What is asked >>
Please revise part of the open-access mandates passage: begin at "Institutional and funder mandates" and stop after "individual special cases).", putting "administrative rules" in place of "administrative procedures".

Given passage >>
○ ○ ○ ○ ○ ○ ○

Among the universities that have adopted open-access mandates for faculty are Harvard University, Massachusetts Institute of Technology, University College London, Queensland University of Technology, University of Minho (Portugal), University of Liege and ETH Zürich. Among the funding organizations that have adopted open-access mandates for grant recipients are National Institutes of Health (with the NIH Public Access Policy), Research Councils UK, National Fund for Scientific Research, Wellcome Trust and European Research Council. For a full index of institutional and funder open-access mandates adopted to date, see the Registry of Open Access Mandatory Archiving Policies (ROARMAP).
Open-access mandates can be classified in many ways: by the type of mandating organization (employing institution or research funder), by the locus (institutional or institution-external) and timing of deposit itself (immediate, delayed), by the time (immediate, delayed) at which the deposit is made open access, and by whether or not there is a default copyright-retention contract (and whether it can be waived). Mandate types can also be compared for strength and effectiveness (in terms of the annual volume, proportion and timing of deposits, relative to total annual article output, as well as the time that access to the deposit is set as open access. Mandates are classified and ranked by some of these properties in MELIBEA.
Institutional and funder mandates
Universities can adopt open-access mandates for their faculty. All such mandates make allowances for special cases. Tenured faculty cannot be required to publish; nor can they be required to make their publications open access. However, mandates can take the form of administrative procedures, such as designating repository deposit as the official means of submitting publications for institutional research performance review, or for research grant applications or renewal. Many European university mandates have taken the form of administrative requirements, whereas many U.S. university mandates have taken the form of a unanimous or near-unanimous self-imposed faculty consensus consisting of a default rights-retention contract (together with a waiver option for individual special cases).
Research funders such as government funding agencies or private foundations can adopt open-access mandates as contractual conditions for receiving funding.

○ ○ ○ ○ ○ ○ ○

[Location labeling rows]

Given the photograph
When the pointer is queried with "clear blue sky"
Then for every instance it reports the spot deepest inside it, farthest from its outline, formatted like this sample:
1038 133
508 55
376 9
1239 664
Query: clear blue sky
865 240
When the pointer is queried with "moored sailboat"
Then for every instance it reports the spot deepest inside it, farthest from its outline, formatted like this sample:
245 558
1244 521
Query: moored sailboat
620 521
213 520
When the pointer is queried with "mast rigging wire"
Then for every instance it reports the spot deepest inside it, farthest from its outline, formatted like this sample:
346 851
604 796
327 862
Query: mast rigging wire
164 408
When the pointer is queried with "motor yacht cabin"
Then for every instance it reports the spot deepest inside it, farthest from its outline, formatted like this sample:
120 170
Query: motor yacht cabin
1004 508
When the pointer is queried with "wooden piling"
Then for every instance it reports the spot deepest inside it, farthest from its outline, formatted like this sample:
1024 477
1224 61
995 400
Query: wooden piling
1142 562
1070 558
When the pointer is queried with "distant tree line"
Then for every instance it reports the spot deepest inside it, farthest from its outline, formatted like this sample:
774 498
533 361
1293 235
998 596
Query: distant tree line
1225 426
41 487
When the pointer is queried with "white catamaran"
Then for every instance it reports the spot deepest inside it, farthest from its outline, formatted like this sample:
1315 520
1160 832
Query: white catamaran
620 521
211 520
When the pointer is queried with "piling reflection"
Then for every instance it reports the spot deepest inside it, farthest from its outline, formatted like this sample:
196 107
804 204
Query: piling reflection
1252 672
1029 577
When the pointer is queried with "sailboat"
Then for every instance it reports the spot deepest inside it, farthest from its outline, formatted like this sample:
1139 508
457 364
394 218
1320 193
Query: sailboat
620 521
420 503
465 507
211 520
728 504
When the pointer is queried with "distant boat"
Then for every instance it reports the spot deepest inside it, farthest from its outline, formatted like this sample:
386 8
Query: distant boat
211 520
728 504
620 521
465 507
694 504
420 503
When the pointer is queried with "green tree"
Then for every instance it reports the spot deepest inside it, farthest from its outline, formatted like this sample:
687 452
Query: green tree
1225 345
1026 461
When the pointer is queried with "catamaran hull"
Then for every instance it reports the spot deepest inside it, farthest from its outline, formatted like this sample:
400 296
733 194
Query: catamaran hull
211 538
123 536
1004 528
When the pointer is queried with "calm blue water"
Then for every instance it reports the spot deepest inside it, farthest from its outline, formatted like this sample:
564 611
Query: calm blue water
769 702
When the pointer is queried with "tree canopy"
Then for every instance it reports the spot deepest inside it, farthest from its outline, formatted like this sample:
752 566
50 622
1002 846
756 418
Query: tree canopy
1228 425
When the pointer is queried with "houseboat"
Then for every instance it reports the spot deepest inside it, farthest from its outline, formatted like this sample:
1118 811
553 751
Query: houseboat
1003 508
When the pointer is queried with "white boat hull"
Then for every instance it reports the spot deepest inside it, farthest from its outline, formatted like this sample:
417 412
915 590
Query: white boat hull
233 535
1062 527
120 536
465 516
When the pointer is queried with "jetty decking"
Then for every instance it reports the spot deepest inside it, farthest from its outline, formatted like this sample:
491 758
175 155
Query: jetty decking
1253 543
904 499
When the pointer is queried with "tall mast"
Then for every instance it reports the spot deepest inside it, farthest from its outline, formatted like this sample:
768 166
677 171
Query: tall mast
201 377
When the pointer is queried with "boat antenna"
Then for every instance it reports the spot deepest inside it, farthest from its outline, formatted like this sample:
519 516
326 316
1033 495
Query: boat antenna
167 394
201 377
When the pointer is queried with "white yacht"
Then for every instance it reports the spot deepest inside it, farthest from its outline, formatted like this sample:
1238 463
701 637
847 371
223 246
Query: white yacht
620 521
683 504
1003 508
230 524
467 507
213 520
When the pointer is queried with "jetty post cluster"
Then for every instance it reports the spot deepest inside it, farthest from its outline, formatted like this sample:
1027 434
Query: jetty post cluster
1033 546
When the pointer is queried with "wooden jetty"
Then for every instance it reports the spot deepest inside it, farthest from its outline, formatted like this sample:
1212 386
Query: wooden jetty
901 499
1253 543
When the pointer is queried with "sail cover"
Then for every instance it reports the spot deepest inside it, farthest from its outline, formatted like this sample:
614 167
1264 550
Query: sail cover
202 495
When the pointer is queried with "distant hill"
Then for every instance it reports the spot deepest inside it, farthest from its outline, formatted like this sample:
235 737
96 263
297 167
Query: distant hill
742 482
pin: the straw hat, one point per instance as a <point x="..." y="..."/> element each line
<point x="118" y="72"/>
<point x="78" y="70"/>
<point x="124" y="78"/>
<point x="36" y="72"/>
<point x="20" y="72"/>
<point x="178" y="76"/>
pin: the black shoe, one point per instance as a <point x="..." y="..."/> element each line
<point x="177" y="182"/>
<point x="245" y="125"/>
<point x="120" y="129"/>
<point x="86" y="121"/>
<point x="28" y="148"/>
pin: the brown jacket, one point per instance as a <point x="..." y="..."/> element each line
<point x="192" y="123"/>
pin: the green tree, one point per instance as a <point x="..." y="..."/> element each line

○ ○ ○ ○ ○ ○ ○

Response below >>
Institutional and funder mandates
Universities can adopt open-access mandates for their faculty. All such mandates make allowances for special cases. Tenured faculty cannot be required to publish; nor can they be required to make their publications open access. However, mandates can take the form of administrative rules, such as designating repository deposit as the official means of submitting publications for institutional research performance review, or for research grant applications or renewal. Many European university mandates have taken the form of administrative requirements, whereas many U.S. university mandates have taken the form of a unanimous or near-unanimous self-imposed faculty consensus consisting of a default rights-retention contract (together with a waiver option for individual special cases).